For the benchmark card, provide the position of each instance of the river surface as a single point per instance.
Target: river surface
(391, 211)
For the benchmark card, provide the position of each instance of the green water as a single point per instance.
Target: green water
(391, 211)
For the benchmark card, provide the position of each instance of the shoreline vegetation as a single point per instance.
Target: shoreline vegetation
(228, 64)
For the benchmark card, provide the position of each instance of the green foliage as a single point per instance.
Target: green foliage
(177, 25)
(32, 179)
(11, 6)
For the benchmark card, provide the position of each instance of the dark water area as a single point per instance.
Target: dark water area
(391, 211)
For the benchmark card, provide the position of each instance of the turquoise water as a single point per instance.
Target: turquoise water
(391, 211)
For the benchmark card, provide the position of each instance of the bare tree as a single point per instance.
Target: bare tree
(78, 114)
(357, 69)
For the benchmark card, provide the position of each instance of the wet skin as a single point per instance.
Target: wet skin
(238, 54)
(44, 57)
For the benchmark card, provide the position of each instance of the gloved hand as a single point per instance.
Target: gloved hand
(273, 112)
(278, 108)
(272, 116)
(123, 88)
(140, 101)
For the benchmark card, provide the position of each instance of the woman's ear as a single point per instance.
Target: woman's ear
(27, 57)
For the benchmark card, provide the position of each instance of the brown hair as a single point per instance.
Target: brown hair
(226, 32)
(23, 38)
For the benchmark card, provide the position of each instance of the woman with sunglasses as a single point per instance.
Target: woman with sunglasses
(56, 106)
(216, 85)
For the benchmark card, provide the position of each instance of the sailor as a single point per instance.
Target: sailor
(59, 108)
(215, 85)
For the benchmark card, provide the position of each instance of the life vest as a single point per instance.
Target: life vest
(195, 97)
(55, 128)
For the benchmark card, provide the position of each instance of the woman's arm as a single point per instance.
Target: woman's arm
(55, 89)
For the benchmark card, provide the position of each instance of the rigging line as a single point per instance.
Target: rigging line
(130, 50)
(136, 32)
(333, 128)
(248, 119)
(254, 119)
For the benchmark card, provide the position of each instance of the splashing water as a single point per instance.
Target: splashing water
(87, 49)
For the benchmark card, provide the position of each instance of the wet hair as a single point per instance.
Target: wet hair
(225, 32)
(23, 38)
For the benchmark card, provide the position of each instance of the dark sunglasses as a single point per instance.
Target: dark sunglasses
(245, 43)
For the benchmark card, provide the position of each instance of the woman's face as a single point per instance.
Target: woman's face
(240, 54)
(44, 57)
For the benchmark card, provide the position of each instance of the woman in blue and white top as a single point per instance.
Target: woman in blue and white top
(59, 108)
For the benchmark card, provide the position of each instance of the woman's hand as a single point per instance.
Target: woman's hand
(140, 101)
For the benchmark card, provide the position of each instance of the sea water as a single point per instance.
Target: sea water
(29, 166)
--*--
• _Directions_
Go through the listing above and restate it word for word.

• _Finished task_
For the benchmark card, provide the position of each instance of the river surface as a single point per instance.
Target: river surface
(391, 211)
For the benchmark card, provide the position of each instance of the green water as a single point per instance.
Target: green water
(391, 211)
For the benchmark card, provide the position of each instance of the shoreline vegetation as a single point per instance.
Target: shoreline vegetation
(228, 64)
For the benchmark card, provide the position of each instance of the green foliage as a single point per instance.
Target: green foliage
(177, 25)
(32, 179)
(11, 6)
For the benchmark card, provide the position of each instance of the dark water area as a single point per instance.
Target: dark water area
(391, 211)
For the benchmark card, provide the position of each instance of the turquoise water as a single point per instance.
Target: turquoise water
(391, 211)
For the benchmark card, provide the position of each instance of the bare tree as a single point per instance.
Target: bare tree
(78, 114)
(357, 69)
For the benchmark card, provide the position of each instance of the wet skin as a single point per instance.
Target: wet skin
(238, 54)
(44, 57)
For the benchmark card, provide the position of each instance of the gloved hand as a single point per instance.
Target: gloved hand
(273, 112)
(278, 108)
(272, 116)
(123, 88)
(140, 101)
For the benchmark card, provide the position of each instance of the woman's ear as a single point per instance.
Target: woman's ear
(27, 57)
For the benchmark card, provide the position of each instance of the brown hair as a single point per instance.
Target: brown hair
(226, 32)
(23, 38)
For the benchmark card, provide the position of each instance of the woman with sunglasses as a single point per instance.
Target: woman with sunglasses
(56, 106)
(216, 85)
For the benchmark card, provide the position of each instance of the sailor as a single point per instance.
Target: sailor
(59, 108)
(215, 85)
For the benchmark card, provide the position of each instance of the life vest as a single point per instance.
Target: life vest
(195, 97)
(55, 128)
For the benchmark card, provide the position of each instance of the woman's arm as a single point per instance.
Target: woman's arm
(55, 89)
For the benchmark card, provide the position of each instance of the rigging line as a single point per instance.
Target: rigging line
(130, 50)
(136, 32)
(333, 128)
(248, 119)
(254, 119)
For the benchmark card, provide the position of each instance of the splashing water as a single point per instance.
Target: splashing water
(87, 49)
For the benchmark card, provide the position of each instance of the wet hair as a single point per instance.
Target: wet hair
(225, 32)
(23, 38)
For the benchmark card, provide the position of each instance of the dark sunglasses as a single point per instance.
Target: dark sunglasses
(245, 43)
For the benchmark card, provide the position of each instance of the woman's face as a single point per instance.
Target: woman's face
(240, 54)
(44, 57)
For the benchmark card, provide the position of each instance of the woman in blue and white top as a single point per instance.
Target: woman in blue and white top
(59, 108)
For the benchmark card, provide the position of each instance of the woman's hand as a single point per instance.
Target: woman's hand
(140, 101)
For the benchmark card, provide the position of each instance of the sea water as a single point per instance.
Target: sea water
(29, 166)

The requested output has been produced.